-- Opening Marker --

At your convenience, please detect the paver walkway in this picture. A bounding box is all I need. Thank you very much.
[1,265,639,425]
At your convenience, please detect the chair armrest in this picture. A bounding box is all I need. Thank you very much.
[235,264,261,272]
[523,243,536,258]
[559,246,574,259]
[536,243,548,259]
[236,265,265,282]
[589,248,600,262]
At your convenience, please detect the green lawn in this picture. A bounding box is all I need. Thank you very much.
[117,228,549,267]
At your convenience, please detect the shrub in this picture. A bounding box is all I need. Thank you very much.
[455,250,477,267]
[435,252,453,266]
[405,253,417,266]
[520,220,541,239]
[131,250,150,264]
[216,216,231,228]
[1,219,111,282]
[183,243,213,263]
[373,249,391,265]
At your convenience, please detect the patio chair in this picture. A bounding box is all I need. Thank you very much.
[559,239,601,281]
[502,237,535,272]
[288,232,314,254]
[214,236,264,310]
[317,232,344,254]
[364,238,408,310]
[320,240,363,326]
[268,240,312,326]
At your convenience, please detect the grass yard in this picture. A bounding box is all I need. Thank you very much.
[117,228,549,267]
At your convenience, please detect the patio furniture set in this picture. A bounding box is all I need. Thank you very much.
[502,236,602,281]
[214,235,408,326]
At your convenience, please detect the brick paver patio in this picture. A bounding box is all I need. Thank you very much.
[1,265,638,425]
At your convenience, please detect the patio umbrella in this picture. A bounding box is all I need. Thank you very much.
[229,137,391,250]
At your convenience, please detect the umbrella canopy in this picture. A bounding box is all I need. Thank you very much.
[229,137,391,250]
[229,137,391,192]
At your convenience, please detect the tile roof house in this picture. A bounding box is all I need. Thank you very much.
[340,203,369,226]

-- Closing Marker --

Each entry above needs to be output exactly as written.

ANSWER FOR THIS EXERCISE:
At your convenience, please detect the paver walkway in this picture. A bounding box is all I need. Thank you very much.
[1,265,639,425]
At your convenience, please detect the chair armrest in this picture. A bounding box is all I need. Thank you very much.
[235,264,261,272]
[523,243,536,258]
[559,246,574,259]
[536,243,548,259]
[236,265,265,282]
[589,248,600,262]
At your convenience, please detect the green lawn in this picture. A bounding box is all I need. Thank you very much.
[117,228,549,267]
At your convenience, please detect the shrub in this picture. A bounding box is all I need. Thank you very much.
[455,250,477,267]
[435,252,453,266]
[405,253,417,266]
[520,220,541,239]
[131,250,150,264]
[216,216,231,228]
[1,219,111,282]
[183,243,213,263]
[373,249,391,265]
At your convenience, please detect the patio chair in this picture. A bounding box is all I need. Thank you very much.
[559,239,601,281]
[502,237,535,272]
[288,232,314,254]
[214,236,264,310]
[317,232,344,254]
[364,238,408,310]
[320,240,363,326]
[268,240,312,326]
At your convenience, please detect the grass yard in this picture. A bounding box is all I need. Thank you very much.
[117,228,549,267]
At your convenience, please detect the patio furniture set in this picture. A bounding box is all I need. Thank you very much.
[502,236,602,281]
[214,235,408,326]
At your convenience, please detect the brick paver patio in this picture. A bounding box is all I need. Thank you very much.
[1,265,638,425]
At your convenience, please detect the patio umbrella in this picture. A bounding box is all I need. Thank you very much.
[229,137,391,250]
At your convenience, please detect the umbrella canopy in this picture. A bounding box is all I need. Thank you very much.
[229,137,391,250]
[229,137,391,192]
At your convenience, please detect the tile roof house in this picture. A bounding box is all I need. Thank you very much.
[340,203,369,226]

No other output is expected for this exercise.